§ The problem: Could you repeat the records below exactly, leaving out any pictures?

§ Listed entries:
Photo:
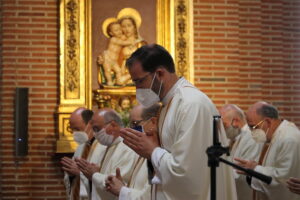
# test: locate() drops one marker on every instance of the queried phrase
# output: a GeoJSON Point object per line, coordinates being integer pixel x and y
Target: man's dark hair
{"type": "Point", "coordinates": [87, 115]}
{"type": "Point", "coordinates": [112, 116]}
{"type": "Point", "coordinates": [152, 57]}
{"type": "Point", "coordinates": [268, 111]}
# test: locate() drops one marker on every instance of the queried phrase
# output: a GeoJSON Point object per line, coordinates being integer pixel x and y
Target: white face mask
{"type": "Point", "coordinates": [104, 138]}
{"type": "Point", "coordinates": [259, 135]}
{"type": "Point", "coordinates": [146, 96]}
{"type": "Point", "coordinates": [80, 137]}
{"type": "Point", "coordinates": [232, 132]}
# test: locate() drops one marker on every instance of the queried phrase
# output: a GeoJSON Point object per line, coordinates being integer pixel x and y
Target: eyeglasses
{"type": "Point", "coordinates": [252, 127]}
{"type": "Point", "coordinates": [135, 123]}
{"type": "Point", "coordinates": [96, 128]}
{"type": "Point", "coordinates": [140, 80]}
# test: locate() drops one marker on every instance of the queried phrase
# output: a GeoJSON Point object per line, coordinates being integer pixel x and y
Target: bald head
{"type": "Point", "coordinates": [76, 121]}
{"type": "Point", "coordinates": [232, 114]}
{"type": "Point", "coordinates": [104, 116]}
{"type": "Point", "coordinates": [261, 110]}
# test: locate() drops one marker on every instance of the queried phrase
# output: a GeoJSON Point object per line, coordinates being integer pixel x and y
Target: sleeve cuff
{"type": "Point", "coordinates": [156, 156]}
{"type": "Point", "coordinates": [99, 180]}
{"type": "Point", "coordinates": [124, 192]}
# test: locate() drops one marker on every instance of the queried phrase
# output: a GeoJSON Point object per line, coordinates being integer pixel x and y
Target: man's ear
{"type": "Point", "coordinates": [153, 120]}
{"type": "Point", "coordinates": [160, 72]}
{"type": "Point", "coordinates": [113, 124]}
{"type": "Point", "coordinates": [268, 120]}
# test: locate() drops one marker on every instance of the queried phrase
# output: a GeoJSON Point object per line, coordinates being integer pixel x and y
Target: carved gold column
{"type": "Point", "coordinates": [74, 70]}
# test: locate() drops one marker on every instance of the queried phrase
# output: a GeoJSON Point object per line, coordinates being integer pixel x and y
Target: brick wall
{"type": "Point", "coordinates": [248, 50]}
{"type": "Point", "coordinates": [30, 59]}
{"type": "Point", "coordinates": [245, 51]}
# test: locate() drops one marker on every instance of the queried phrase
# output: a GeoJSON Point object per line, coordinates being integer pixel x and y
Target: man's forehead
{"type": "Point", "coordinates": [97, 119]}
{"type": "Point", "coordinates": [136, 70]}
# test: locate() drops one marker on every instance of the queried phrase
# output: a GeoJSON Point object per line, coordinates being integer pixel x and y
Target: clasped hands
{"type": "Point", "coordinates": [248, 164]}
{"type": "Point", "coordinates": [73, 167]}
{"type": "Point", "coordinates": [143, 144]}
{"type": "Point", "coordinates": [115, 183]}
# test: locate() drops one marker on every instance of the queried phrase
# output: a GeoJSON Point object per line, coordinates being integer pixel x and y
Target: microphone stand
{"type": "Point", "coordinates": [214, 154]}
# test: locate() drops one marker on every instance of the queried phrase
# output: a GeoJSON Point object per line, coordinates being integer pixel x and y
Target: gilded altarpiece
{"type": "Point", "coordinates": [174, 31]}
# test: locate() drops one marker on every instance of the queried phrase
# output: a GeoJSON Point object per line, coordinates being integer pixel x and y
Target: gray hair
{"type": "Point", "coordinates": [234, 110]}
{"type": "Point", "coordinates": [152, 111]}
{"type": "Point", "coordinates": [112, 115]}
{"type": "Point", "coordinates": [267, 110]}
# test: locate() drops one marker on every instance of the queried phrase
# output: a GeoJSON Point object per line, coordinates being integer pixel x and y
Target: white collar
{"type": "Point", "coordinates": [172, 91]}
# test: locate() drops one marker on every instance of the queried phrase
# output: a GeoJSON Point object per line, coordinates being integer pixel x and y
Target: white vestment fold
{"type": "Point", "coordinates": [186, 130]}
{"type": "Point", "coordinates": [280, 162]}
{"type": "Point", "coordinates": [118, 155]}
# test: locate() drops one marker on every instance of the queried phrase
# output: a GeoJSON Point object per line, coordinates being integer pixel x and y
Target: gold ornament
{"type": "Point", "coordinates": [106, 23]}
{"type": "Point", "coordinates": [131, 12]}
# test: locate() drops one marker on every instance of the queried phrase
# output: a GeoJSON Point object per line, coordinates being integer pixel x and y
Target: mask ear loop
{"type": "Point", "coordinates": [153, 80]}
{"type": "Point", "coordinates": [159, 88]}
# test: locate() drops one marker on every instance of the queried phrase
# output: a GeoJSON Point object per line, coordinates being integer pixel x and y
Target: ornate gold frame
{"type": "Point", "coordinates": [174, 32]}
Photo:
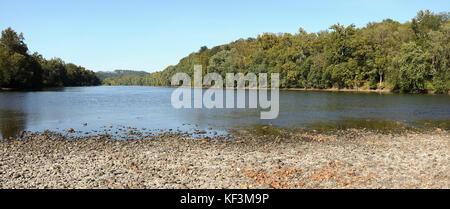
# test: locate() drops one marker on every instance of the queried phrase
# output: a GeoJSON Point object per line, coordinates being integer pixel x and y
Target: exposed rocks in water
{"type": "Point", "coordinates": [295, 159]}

§ Written solution:
Photo:
# test: locate() drops one marker on every instance of the queried phrase
# output: a GeoJSON Point object per line, coordinates being integer pixel x and y
Target: man's dark hair
{"type": "Point", "coordinates": [87, 115]}
{"type": "Point", "coordinates": [112, 116]}
{"type": "Point", "coordinates": [152, 57]}
{"type": "Point", "coordinates": [268, 111]}
# test: locate() drops one marker on every instance of the queried phrase
# output: a GeoJSON Point object per line, coordinates being integer pixel x and y
Target: white face mask
{"type": "Point", "coordinates": [104, 138]}
{"type": "Point", "coordinates": [259, 135]}
{"type": "Point", "coordinates": [146, 96]}
{"type": "Point", "coordinates": [80, 137]}
{"type": "Point", "coordinates": [232, 132]}
# test: locate() drops one marker on every instance of the queried phrase
# output: a GeoJSON Point object per line, coordinates being integer pixel x and y
Target: eyeglasses
{"type": "Point", "coordinates": [252, 127]}
{"type": "Point", "coordinates": [135, 123]}
{"type": "Point", "coordinates": [96, 128]}
{"type": "Point", "coordinates": [140, 80]}
# test: locate() drops one marker on every instance of the queried phrase
# output: a GeoJSON Point object per line, coordinates being integer pixel x and y
Target: bald head
{"type": "Point", "coordinates": [76, 121]}
{"type": "Point", "coordinates": [232, 114]}
{"type": "Point", "coordinates": [104, 116]}
{"type": "Point", "coordinates": [261, 110]}
# test: locate() drops one marker on every instance of the queried phrase
# output: a GeoJSON Point object per line, coordinates being integer pixel x and y
Target: sleeve cuff
{"type": "Point", "coordinates": [156, 156]}
{"type": "Point", "coordinates": [99, 180]}
{"type": "Point", "coordinates": [124, 192]}
# test: locate() drops one marker on every instance of the queried phrase
# output: a GeoJSON Point object per line, coordinates being integer pixel x and y
Target: man's ear
{"type": "Point", "coordinates": [153, 120]}
{"type": "Point", "coordinates": [160, 72]}
{"type": "Point", "coordinates": [113, 124]}
{"type": "Point", "coordinates": [268, 120]}
# test: locate() drops one marker on every instance of the queried phrase
# output: a GeoJSON Point object per line, coordinates being integer pixel x and y
Target: carved gold column
{"type": "Point", "coordinates": [74, 70]}
# test: locate() drops one marker on every instance of the queried phrase
# output: a GeoJSON Point object per line, coordinates being integer pixel x and y
Target: brick wall
{"type": "Point", "coordinates": [248, 50]}
{"type": "Point", "coordinates": [30, 59]}
{"type": "Point", "coordinates": [245, 51]}
# test: locate() drops one marker on every instance of the queried phrase
# output: a GeoJSON Point object per line, coordinates being integer pixel x and y
Target: man's forehead
{"type": "Point", "coordinates": [97, 119]}
{"type": "Point", "coordinates": [136, 70]}
# test: locate() drops one marker on every instance of the queried phrase
# output: a GeoJSON Point object per line, coordinates being integer pixel x and y
Target: clasped hands
{"type": "Point", "coordinates": [248, 164]}
{"type": "Point", "coordinates": [73, 167]}
{"type": "Point", "coordinates": [143, 144]}
{"type": "Point", "coordinates": [115, 183]}
# test: locate() drops one marker on every instance of the queried phrase
# output: a GeoJSON Point object per line, coordinates being integer pixel x and y
Target: microphone stand
{"type": "Point", "coordinates": [214, 154]}
# test: locate() drops one marker on every instance of the queried phrase
# output: a GeoJSON Point object per line, coordinates being integer pixel x and y
Target: gilded altarpiece
{"type": "Point", "coordinates": [174, 31]}
# test: locate() drops one marker on every instance of the queried phrase
# output: a GeoJSON Point object per line, coordinates being integer pixel x and y
Target: gray hair
{"type": "Point", "coordinates": [234, 110]}
{"type": "Point", "coordinates": [152, 111]}
{"type": "Point", "coordinates": [112, 115]}
{"type": "Point", "coordinates": [267, 110]}
# test: locate() drops one marker on every instance of the queried phrase
# output: a GeoJSON Point object per line, coordinates being integer pixel x and y
Target: white collar
{"type": "Point", "coordinates": [172, 91]}
# test: locate() drops one marker on every instance of the queried phrase
# output: a GeoJSON Point object per line, coordinates being integer pixel x and y
Target: white vestment fold
{"type": "Point", "coordinates": [186, 130]}
{"type": "Point", "coordinates": [280, 162]}
{"type": "Point", "coordinates": [118, 155]}
# test: locate() drops one marker on every instance of the queried phrase
# output: a GeoJSON Point object per line, coordinates being integer pixel x and y
Target: gold ornament
{"type": "Point", "coordinates": [106, 23]}
{"type": "Point", "coordinates": [131, 12]}
# test: locate() drops one marker on every instance of the queried phrase
# output: a GeoJSON Point object per line, coordinates being integer pixel x and y
Target: mask ear loop
{"type": "Point", "coordinates": [153, 80]}
{"type": "Point", "coordinates": [159, 88]}
# test: locate() drops one marker on every instance of the queried phrase
# output: a GeoJSON Point object per line, coordinates being integer pixel x and y
Target: ornate gold frame
{"type": "Point", "coordinates": [174, 32]}
Photo:
# test: locate() drops one marker on every instance of the queried phrase
# output: a GeoJSON Point object per line, coordinates being integer pixel x and y
Target: exposed rocks in water
{"type": "Point", "coordinates": [295, 159]}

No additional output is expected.